Passage to read:

↓

Remembering Voz (Andrei Voznesensky)

Allen Ginsberg and Andrei Voznesensky, New York City, May 1994 – photo by Gordon Ball

Andrei Voznesensky died on this day, aged 77, on July 1st 2010.

Here‘s the obituary that appeared in the New York Times  (and here in The Guardian, and  here in The Independent)

Alan Cheuse on NPR remembers him

Allen, writing  to Gregory Corso, May, 1963, on his discovery of Voznesensky’s poetry in Evergreen Review  – “Evergreen, number 28, Voznesensky is a genius about hotels on the moon and “17 Voznesenskys” now, that’s a really worthy futuristic poem with even some soft mechanical paranoia.  –  [Editorial note – Allen can be seen two years later, reading this poem in London at the epic International Poetry Incarnation (with Vosnesensky in the audience) – see here]  Gregory, those Russian poets are probably our brothers and Voznesensky I bet a great young poet, that is judged from Anselm Hollo‘s translation of ‘”Fire in Architectural Poem”, moving on from one burning lot to another, and the fragments of “Triangular Pear” in Evergreen. So now we got more great souls, but this time, I think at least Voz (sic) really great word of mouth , and I read somewhere in a Russian mag, Soviet Literature in answer to a questionnaire he says he writes spontaneously, and also his poesy a probe or exploration of his consciousness. Something’s cooking. Just that one poem about New York hotels of the moon, and aluminum forests in one eye robots staring up at him from urinal. Unless it’s Hollo’s talent and not Voznesensky’s genius…’

AG to Bob Elliott,  Freelance Interview , March 1967  – “(Andrei) Voznesensky asked me something very funny in Russia last year. He said, “What language do you think in?” I wasn’t sure how smart he was, so I said,”Sometimes I think in Spanish and sometime in English”. And he said, “Do you always think in words?” And I was amazed and delighted and said, “Well what do you think in?” And he said, “I think in rhythms. And that was very hip, for anywhere, especially Russia, where everything is so conceptual and ideological.”

↑

Carry the post remembering Andrei Voznesensky forward from its last paragraph, in the same style.

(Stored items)
↓

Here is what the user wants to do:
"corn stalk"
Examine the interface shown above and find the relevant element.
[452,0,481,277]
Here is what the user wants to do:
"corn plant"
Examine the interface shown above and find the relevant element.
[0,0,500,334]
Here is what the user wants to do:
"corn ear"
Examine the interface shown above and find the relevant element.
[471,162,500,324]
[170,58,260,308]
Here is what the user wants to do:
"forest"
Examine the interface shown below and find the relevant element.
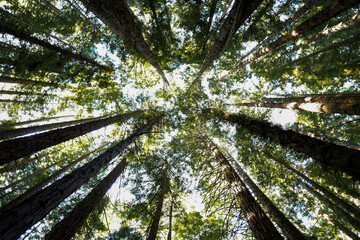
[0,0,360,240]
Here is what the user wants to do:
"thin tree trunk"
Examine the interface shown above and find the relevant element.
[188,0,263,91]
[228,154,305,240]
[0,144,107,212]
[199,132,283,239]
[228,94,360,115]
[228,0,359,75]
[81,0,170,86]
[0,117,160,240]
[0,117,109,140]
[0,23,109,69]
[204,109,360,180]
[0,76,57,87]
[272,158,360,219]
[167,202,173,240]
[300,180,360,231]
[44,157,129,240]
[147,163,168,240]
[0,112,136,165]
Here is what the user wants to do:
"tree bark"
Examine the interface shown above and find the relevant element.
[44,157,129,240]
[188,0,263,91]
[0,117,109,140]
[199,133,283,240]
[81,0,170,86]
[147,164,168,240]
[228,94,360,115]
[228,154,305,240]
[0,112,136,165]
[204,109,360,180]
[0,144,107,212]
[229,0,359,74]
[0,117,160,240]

↑
↓

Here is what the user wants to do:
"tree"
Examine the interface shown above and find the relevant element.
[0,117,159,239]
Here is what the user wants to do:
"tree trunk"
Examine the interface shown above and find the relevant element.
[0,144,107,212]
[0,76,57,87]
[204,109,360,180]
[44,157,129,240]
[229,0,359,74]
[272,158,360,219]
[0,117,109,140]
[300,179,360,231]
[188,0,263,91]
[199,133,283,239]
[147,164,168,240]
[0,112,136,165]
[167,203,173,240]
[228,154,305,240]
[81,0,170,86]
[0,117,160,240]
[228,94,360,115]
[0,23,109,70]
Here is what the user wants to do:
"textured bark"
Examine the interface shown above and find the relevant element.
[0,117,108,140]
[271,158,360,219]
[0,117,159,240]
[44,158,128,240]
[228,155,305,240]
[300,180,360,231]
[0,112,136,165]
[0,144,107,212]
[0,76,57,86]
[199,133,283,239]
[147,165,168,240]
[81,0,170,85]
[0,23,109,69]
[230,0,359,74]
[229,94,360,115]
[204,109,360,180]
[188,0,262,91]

↑

Result for this exercise:
Here’s the 1966 recording Antiworlds (named after his book of the same name) with readings by Voznesensky and translations read by Richard Wilbur, Stanley Kunitz, William Jay Smith, and W.H.Auden 

Starting from their meeting in the 60’s and lasting through many decades Allen and “Voz” maintained a life-long personal and professional connection

writing in 1992 (to Charles Rothschild (of the MacArthur Foundation): ‘…there’s been no diminution of energy or art over 30 year period. Voznesensky’s translation of Plutonian Ode was printed in Izvestia several years ago..”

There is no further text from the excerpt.